■ Exercise text
Prime Minister Narendra Modi stresses a lot on ideas. But the question is: does he need any ideas, apart from the ones that are already available?
Speaking on the occasion of the Transforming India Lecture, delivered by Singapore Deputy Prime Minister Tharman Shanmugaratnam on Friday, Modi said, “The transformation of India cannot happen without a transformation of governance. A transformation of governance cannot happen without a transformation in mindset. A transformation in mindset cannot happen without transformative ideas.”
Nice syllogism, but pointless. For most of the actions that need to be taken to transform India are known, obvious, and uncomplicated. For instance, it does not call for state-of-the-art technology or massive investment to clean the drains in cities; every year during rains cities get waterlogged, triggering huge jams and general nuisance for the citizenry. The Modi government just has to ensure that the local authorities are just doing their job properly. It is easier for the Prime Minister to get this done in at least the cities like Delhi and Mumbai where his party dominates the municipal bodies. But little, if anything, has been done in this regard. Or regarding the cleanliness mission that he has launched at the national level, burdening the taxpayer with a cess for the purpose.
Similarly, the importance of de-silting of rivers is also common knowledge, the absence of which causes floods. Again, the process of de-silting is not something that would require knowhow from, say, NASA. It, however, took the recent flood caused by the Ganga to wake up our political class. Bihar Chief Minister Nitish Kumar recently met the Prime Minister and urged him to chalk out a national silt management policy. De-silting of rivers should have become an integral part of administration long ago; it’s not late to start it right away. Again, this does not presuppose substantial brainstorming.
In the economic sphere, too, what needs to be done is quite well-known. A number of economists have made a myriad of recommendations for reforms, many of them in Economic Surveys and other official documents. The sum and substance of their recommendations too are no state secret: open up the economy, deregulate various areas, privatize public sector undertakings (PSUs), liberalize the labor regime, etc.
Delivering the first Transforming India Lecture, Singapore Deputy Prime Minister Shanmugaratnam also said pretty much the same: “India has over-intervened in its economy and under invested in social and human capital. India has overreached itself in regulating its economy… To achieve its full potential it will, therefore, have to do less in some areas and do a lot more in other areas.”

■ Requirement
Answer these questions from the article on transforming India:
1. Who delivered the Transforming India Lecture at which Modi spoke?
2. Which chief minister urged the Prime Minister to chalk out a national silt management policy?
3. According to the lecture quoted in the last paragraph, in what has India under invested?

■ Supplied entries

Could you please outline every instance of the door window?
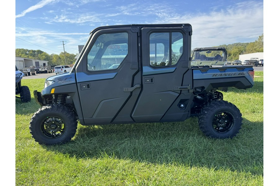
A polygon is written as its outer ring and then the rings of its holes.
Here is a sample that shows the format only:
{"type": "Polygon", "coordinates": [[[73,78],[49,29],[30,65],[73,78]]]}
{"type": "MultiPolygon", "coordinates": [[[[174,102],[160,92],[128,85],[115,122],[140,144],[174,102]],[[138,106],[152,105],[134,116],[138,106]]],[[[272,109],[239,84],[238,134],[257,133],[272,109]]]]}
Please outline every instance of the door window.
{"type": "Polygon", "coordinates": [[[156,67],[176,65],[183,53],[183,35],[180,32],[154,33],[150,34],[150,66],[156,67]]]}
{"type": "Polygon", "coordinates": [[[128,55],[128,37],[126,32],[99,36],[87,55],[87,70],[118,68],[128,55]]]}

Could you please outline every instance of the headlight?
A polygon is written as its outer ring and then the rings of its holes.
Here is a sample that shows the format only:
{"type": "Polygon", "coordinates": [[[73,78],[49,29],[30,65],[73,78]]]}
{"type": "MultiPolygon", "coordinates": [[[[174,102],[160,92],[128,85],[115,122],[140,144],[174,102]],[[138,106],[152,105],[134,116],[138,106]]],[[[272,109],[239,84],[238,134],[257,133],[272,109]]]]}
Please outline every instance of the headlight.
{"type": "Polygon", "coordinates": [[[48,86],[49,86],[54,82],[53,81],[46,81],[45,82],[45,88],[46,88],[48,86]]]}

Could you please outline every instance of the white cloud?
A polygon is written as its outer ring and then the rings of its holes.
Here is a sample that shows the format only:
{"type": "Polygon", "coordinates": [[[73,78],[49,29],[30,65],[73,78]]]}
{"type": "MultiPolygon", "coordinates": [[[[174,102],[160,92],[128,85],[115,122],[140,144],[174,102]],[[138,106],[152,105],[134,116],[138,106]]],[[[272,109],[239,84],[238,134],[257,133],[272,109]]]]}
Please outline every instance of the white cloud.
{"type": "Polygon", "coordinates": [[[38,8],[43,7],[45,5],[55,0],[42,0],[42,1],[40,1],[35,5],[28,8],[21,12],[21,13],[20,14],[16,16],[16,18],[17,18],[24,16],[27,13],[36,10],[38,8]]]}

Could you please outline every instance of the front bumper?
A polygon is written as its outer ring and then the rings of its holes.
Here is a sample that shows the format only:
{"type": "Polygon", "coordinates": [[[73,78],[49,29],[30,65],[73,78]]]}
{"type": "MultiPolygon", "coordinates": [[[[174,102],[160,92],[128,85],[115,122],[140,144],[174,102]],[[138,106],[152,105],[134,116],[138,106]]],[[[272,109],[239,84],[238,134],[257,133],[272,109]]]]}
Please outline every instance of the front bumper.
{"type": "Polygon", "coordinates": [[[33,92],[34,94],[34,97],[35,98],[35,101],[36,102],[41,105],[41,107],[42,107],[44,105],[43,101],[43,99],[42,97],[42,95],[41,92],[38,92],[37,90],[35,90],[33,92]]]}

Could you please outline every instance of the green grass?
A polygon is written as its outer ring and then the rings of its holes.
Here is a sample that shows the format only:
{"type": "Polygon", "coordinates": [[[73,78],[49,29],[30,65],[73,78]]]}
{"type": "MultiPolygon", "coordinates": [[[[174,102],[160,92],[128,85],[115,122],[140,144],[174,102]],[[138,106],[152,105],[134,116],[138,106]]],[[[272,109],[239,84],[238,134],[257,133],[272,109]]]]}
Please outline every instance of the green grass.
{"type": "MultiPolygon", "coordinates": [[[[243,117],[232,139],[206,137],[197,118],[183,122],[83,126],[73,140],[41,145],[29,133],[40,107],[16,101],[17,185],[263,185],[263,72],[247,90],[230,88],[224,100],[243,117]]],[[[23,79],[31,92],[44,79],[23,79]]]]}

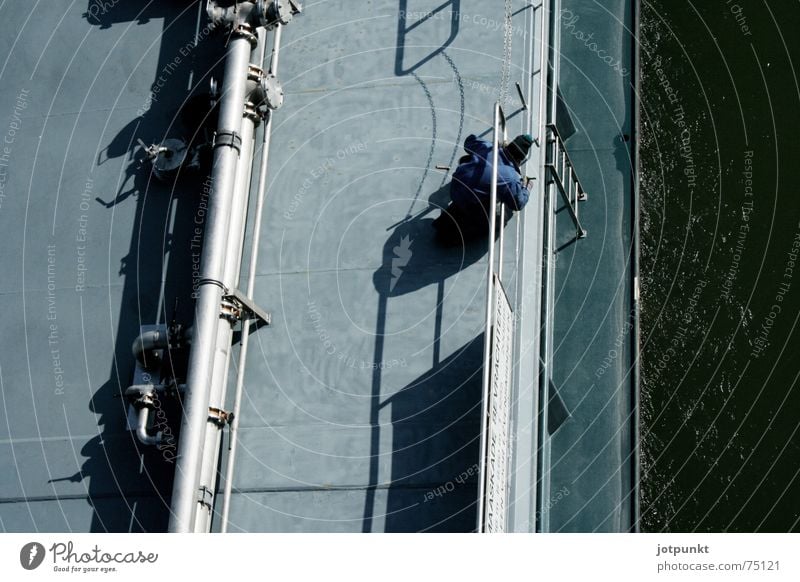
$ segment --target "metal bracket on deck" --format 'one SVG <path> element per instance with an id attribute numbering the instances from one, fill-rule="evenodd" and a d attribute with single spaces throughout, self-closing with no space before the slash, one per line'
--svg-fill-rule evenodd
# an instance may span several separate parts
<path id="1" fill-rule="evenodd" d="M 233 422 L 233 413 L 222 410 L 221 408 L 209 407 L 208 420 L 217 426 L 225 426 L 226 424 Z"/>
<path id="2" fill-rule="evenodd" d="M 238 289 L 222 296 L 222 315 L 230 320 L 255 319 L 264 325 L 272 324 L 272 315 Z"/>

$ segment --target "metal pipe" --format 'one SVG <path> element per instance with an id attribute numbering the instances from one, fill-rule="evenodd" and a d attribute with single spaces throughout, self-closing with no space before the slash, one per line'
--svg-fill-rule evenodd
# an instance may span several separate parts
<path id="1" fill-rule="evenodd" d="M 250 40 L 234 36 L 225 57 L 225 75 L 220 98 L 217 142 L 214 149 L 212 187 L 208 204 L 200 281 L 195 307 L 195 333 L 189 357 L 187 391 L 181 421 L 181 437 L 175 465 L 169 531 L 193 529 L 195 505 L 199 497 L 203 440 L 208 419 L 222 278 L 225 268 L 225 241 L 230 225 L 230 198 L 238 163 L 237 138 L 241 133 L 242 113 L 250 64 Z"/>
<path id="2" fill-rule="evenodd" d="M 253 161 L 253 134 L 255 125 L 252 119 L 245 118 L 242 122 L 242 151 L 239 158 L 239 167 L 236 172 L 236 185 L 231 197 L 231 223 L 227 240 L 225 258 L 225 273 L 222 283 L 228 289 L 237 285 L 239 268 L 242 262 L 242 246 L 244 244 L 244 226 L 247 213 L 248 193 L 250 189 L 250 176 Z M 235 320 L 220 318 L 217 326 L 216 348 L 211 389 L 209 393 L 209 409 L 222 410 L 225 406 L 225 396 L 228 379 L 228 366 L 230 363 L 231 343 Z M 214 497 L 216 495 L 217 466 L 219 463 L 219 445 L 222 438 L 224 420 L 209 416 L 206 423 L 205 444 L 203 448 L 202 465 L 200 469 L 200 487 L 208 491 L 206 504 L 197 504 L 195 515 L 195 532 L 207 532 L 211 526 Z"/>
<path id="3" fill-rule="evenodd" d="M 489 194 L 489 266 L 486 284 L 486 331 L 483 337 L 483 395 L 481 397 L 481 442 L 478 458 L 478 525 L 479 533 L 484 531 L 483 514 L 486 506 L 486 450 L 487 417 L 489 414 L 489 381 L 491 379 L 492 357 L 492 319 L 494 314 L 494 235 L 495 209 L 497 208 L 497 164 L 500 144 L 500 103 L 494 105 L 494 137 L 492 138 L 492 187 Z"/>
<path id="4" fill-rule="evenodd" d="M 275 28 L 272 37 L 272 57 L 269 72 L 273 75 L 278 72 L 278 58 L 281 48 L 282 26 Z M 256 280 L 256 265 L 258 263 L 258 246 L 261 238 L 261 216 L 264 211 L 264 198 L 267 191 L 267 165 L 269 163 L 269 147 L 272 136 L 272 113 L 270 112 L 264 124 L 261 141 L 261 163 L 258 170 L 258 194 L 256 198 L 255 218 L 253 219 L 253 240 L 250 250 L 250 266 L 247 279 L 247 297 L 253 298 Z M 239 346 L 239 366 L 236 375 L 236 391 L 233 397 L 233 421 L 230 427 L 230 439 L 228 445 L 228 463 L 225 467 L 225 489 L 222 496 L 222 522 L 220 531 L 228 531 L 228 522 L 231 509 L 231 492 L 233 489 L 233 471 L 236 463 L 236 451 L 239 434 L 239 412 L 242 405 L 242 392 L 244 389 L 244 369 L 247 364 L 247 346 L 250 339 L 250 320 L 242 323 L 242 340 Z"/>
<path id="5" fill-rule="evenodd" d="M 160 445 L 162 433 L 158 431 L 155 435 L 147 434 L 147 419 L 150 416 L 150 410 L 143 406 L 139 409 L 139 422 L 136 424 L 136 437 L 144 445 Z"/>

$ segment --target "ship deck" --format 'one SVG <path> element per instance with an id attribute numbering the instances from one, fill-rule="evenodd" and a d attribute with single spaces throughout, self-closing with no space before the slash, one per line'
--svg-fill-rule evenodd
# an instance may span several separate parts
<path id="1" fill-rule="evenodd" d="M 179 130 L 175 112 L 207 82 L 221 40 L 204 33 L 197 2 L 94 14 L 92 2 L 56 4 L 37 18 L 0 7 L 9 124 L 26 91 L 1 168 L 0 311 L 19 331 L 0 340 L 0 461 L 13 468 L 0 476 L 0 528 L 162 531 L 172 464 L 127 429 L 119 394 L 139 326 L 191 317 L 190 302 L 173 306 L 191 292 L 202 184 L 159 184 L 134 152 L 138 138 Z M 435 243 L 449 181 L 436 166 L 454 167 L 470 133 L 490 136 L 498 98 L 512 136 L 538 123 L 514 89 L 517 80 L 527 89 L 537 62 L 534 9 L 511 2 L 504 42 L 502 6 L 353 4 L 308 3 L 283 32 L 286 99 L 273 122 L 255 284 L 272 325 L 253 332 L 243 371 L 231 531 L 475 528 L 486 248 Z M 632 70 L 631 0 L 607 4 L 564 0 L 575 30 L 595 32 Z M 571 30 L 562 26 L 560 88 L 577 128 L 567 147 L 590 195 L 589 236 L 559 251 L 557 302 L 545 314 L 568 416 L 539 443 L 538 383 L 517 386 L 513 523 L 626 531 L 636 190 L 635 139 L 620 136 L 634 134 L 633 73 L 614 71 Z M 520 265 L 541 263 L 528 244 L 536 208 L 508 227 L 512 302 L 530 291 Z M 568 493 L 550 502 L 559 491 Z M 549 509 L 537 511 L 536 496 Z"/>

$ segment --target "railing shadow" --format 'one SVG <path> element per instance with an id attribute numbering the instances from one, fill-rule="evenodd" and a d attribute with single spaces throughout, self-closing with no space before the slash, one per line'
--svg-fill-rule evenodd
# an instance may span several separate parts
<path id="1" fill-rule="evenodd" d="M 397 56 L 395 58 L 395 75 L 398 77 L 414 73 L 422 65 L 435 58 L 437 55 L 443 53 L 444 50 L 450 46 L 458 36 L 459 24 L 461 20 L 461 0 L 447 0 L 424 13 L 421 10 L 410 12 L 408 10 L 408 4 L 409 0 L 400 0 L 400 8 L 397 18 Z M 447 39 L 432 52 L 419 58 L 417 62 L 410 66 L 405 66 L 406 41 L 409 33 L 420 27 L 424 27 L 428 22 L 436 21 L 442 17 L 447 17 L 448 15 L 445 13 L 445 11 L 448 8 L 450 9 L 450 14 L 447 20 L 450 22 L 450 31 Z M 414 15 L 418 15 L 420 18 L 410 18 L 410 16 Z M 409 21 L 413 22 L 409 24 Z M 428 36 L 429 35 L 421 35 L 421 38 L 427 39 Z M 419 48 L 427 49 L 427 46 L 421 46 Z"/>

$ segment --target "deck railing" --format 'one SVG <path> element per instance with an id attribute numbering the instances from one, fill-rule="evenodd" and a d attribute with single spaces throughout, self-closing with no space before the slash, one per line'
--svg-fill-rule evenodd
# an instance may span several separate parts
<path id="1" fill-rule="evenodd" d="M 486 284 L 486 330 L 483 353 L 483 397 L 478 474 L 479 532 L 506 529 L 508 501 L 508 438 L 511 413 L 511 370 L 514 318 L 503 289 L 503 242 L 505 208 L 496 220 L 497 168 L 501 142 L 506 142 L 506 118 L 499 103 L 494 106 L 492 138 L 492 187 L 489 202 L 489 265 Z M 496 238 L 499 224 L 500 233 Z M 499 250 L 495 252 L 495 247 Z"/>
<path id="2" fill-rule="evenodd" d="M 569 154 L 564 146 L 564 140 L 558 133 L 555 124 L 547 126 L 547 163 L 549 179 L 555 183 L 556 188 L 561 193 L 561 199 L 569 212 L 572 222 L 575 225 L 575 239 L 585 238 L 586 229 L 581 226 L 578 214 L 578 202 L 584 202 L 588 196 L 581 186 L 578 175 L 575 173 L 575 166 L 569 159 Z"/>

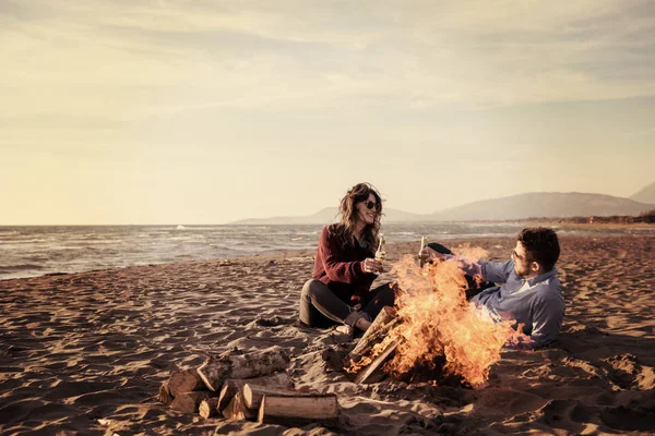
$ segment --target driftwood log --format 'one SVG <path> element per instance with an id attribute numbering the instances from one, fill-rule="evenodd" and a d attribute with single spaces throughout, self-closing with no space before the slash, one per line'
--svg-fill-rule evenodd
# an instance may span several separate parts
<path id="1" fill-rule="evenodd" d="M 209 398 L 211 392 L 196 390 L 193 392 L 183 392 L 175 397 L 170 403 L 170 409 L 182 413 L 196 413 L 200 403 Z"/>
<path id="2" fill-rule="evenodd" d="M 386 374 L 382 371 L 382 365 L 393 358 L 395 350 L 398 347 L 398 340 L 391 342 L 384 351 L 382 351 L 373 361 L 355 377 L 355 383 L 378 383 L 381 382 Z"/>
<path id="3" fill-rule="evenodd" d="M 255 377 L 248 379 L 234 379 L 228 378 L 223 384 L 223 389 L 221 389 L 221 395 L 218 397 L 218 404 L 216 408 L 218 410 L 224 410 L 227 404 L 231 401 L 233 398 L 237 395 L 237 392 L 243 389 L 243 386 L 247 384 L 254 384 L 258 386 L 271 386 L 278 388 L 293 388 L 294 382 L 291 377 L 286 373 L 277 373 L 270 376 L 264 377 Z"/>
<path id="4" fill-rule="evenodd" d="M 174 397 L 200 389 L 204 389 L 204 384 L 194 370 L 176 371 L 168 378 L 168 390 Z"/>
<path id="5" fill-rule="evenodd" d="M 168 389 L 168 380 L 165 380 L 159 387 L 159 401 L 164 404 L 169 405 L 172 402 L 175 397 L 170 393 L 170 389 Z"/>
<path id="6" fill-rule="evenodd" d="M 384 306 L 373 319 L 373 323 L 364 334 L 357 346 L 344 359 L 344 367 L 357 364 L 361 358 L 369 354 L 372 348 L 380 343 L 382 339 L 400 323 L 396 311 L 391 306 Z"/>
<path id="7" fill-rule="evenodd" d="M 302 401 L 302 398 L 317 396 L 315 392 L 299 392 L 291 389 L 259 386 L 250 383 L 243 386 L 241 395 L 243 396 L 243 402 L 246 403 L 246 407 L 254 410 L 258 410 L 260 408 L 264 396 L 294 397 L 297 398 L 300 402 Z"/>
<path id="8" fill-rule="evenodd" d="M 257 411 L 250 410 L 243 403 L 243 396 L 241 392 L 237 392 L 235 398 L 231 399 L 227 408 L 223 411 L 223 416 L 228 421 L 243 421 L 253 420 L 257 417 Z"/>
<path id="9" fill-rule="evenodd" d="M 303 426 L 310 423 L 336 426 L 338 402 L 334 393 L 302 398 L 264 396 L 258 422 L 286 426 Z"/>
<path id="10" fill-rule="evenodd" d="M 213 397 L 202 400 L 198 407 L 198 413 L 205 419 L 218 414 L 218 398 Z"/>
<path id="11" fill-rule="evenodd" d="M 198 374 L 210 390 L 218 391 L 227 378 L 252 378 L 285 370 L 290 359 L 282 347 L 242 355 L 209 358 Z"/>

■ Exercise result
1. Singapore Deputy Prime Minister Tharman Shanmugaratnam
2. Bihar Chief Minister Nitish Kumar
3. Social and human capital